* WHAT IS REQUIRED
Print verbatim the lines of the entries from the one containing "foam in the photo above." to the last, inclusive, and no others.

* EXCERPTED DATA

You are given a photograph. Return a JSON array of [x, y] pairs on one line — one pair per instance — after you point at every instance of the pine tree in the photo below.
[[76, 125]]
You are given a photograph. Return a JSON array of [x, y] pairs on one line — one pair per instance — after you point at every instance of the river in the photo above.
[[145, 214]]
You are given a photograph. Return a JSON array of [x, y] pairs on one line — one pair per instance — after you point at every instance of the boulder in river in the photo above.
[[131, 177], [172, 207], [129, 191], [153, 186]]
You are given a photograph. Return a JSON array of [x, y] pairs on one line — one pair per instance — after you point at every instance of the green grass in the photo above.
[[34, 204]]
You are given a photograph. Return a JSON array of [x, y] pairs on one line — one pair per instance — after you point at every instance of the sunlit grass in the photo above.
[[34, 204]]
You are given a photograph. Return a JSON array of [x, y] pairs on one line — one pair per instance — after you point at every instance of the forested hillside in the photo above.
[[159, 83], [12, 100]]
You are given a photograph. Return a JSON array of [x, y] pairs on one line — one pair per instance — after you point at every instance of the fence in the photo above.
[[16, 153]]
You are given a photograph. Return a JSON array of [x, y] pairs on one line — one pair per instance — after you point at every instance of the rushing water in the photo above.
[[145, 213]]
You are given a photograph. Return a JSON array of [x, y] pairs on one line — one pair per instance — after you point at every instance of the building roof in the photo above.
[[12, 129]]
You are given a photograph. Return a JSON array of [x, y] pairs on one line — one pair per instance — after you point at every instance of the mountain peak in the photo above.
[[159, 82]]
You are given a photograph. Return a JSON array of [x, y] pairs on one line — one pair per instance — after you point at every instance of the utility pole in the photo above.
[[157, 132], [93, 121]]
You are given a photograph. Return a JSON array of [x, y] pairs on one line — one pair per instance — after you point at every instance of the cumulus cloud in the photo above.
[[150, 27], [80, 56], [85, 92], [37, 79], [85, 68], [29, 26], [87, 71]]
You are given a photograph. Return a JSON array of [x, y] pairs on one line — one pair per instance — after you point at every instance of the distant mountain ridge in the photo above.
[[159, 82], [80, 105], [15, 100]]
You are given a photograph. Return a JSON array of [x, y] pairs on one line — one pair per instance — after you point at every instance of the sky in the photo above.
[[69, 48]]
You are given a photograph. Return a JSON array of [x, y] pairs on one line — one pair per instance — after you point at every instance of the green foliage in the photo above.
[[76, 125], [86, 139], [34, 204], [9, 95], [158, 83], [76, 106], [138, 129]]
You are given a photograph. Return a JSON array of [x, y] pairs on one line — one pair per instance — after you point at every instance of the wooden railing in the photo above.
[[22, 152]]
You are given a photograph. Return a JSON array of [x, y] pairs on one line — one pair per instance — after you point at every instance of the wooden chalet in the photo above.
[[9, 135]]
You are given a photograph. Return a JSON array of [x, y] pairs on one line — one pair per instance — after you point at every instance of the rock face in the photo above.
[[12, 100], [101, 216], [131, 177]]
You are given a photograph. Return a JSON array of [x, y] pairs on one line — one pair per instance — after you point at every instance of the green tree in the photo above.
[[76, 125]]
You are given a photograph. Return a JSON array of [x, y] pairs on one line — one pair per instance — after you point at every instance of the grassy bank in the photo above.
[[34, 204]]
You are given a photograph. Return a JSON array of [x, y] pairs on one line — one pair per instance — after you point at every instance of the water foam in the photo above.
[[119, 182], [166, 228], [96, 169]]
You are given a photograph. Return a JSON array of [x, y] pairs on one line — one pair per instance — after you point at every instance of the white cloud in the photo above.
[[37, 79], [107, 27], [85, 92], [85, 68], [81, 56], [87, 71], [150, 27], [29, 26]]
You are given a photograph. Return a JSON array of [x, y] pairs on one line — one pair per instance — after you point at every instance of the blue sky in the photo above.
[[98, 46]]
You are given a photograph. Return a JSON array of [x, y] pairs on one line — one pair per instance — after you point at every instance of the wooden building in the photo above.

* ANSWER TO THIS TASK
You are given a photograph. Return a JSON array of [x, y] pairs on one line — one pair per instance — after you point at every instance of the water foam in the photo above.
[[119, 182], [166, 228], [96, 169]]
You are given a photograph. Return a JSON array of [x, y] pairs on one line — one pair per instance — after you point at every instance of the white cloud in the photo above.
[[37, 79], [107, 27], [85, 92], [85, 68], [81, 56], [87, 71], [150, 27], [29, 26]]
You are given a photograph. Return a JSON array of [x, y] pairs on one line — one pair per instance — after you point at every instance of the blue sky in the photo above.
[[98, 46]]
You are given a photograph. Return a JSON array of [x, y] pairs on one line — one pair per instance — after you point at every instance of the wooden building in the photo above.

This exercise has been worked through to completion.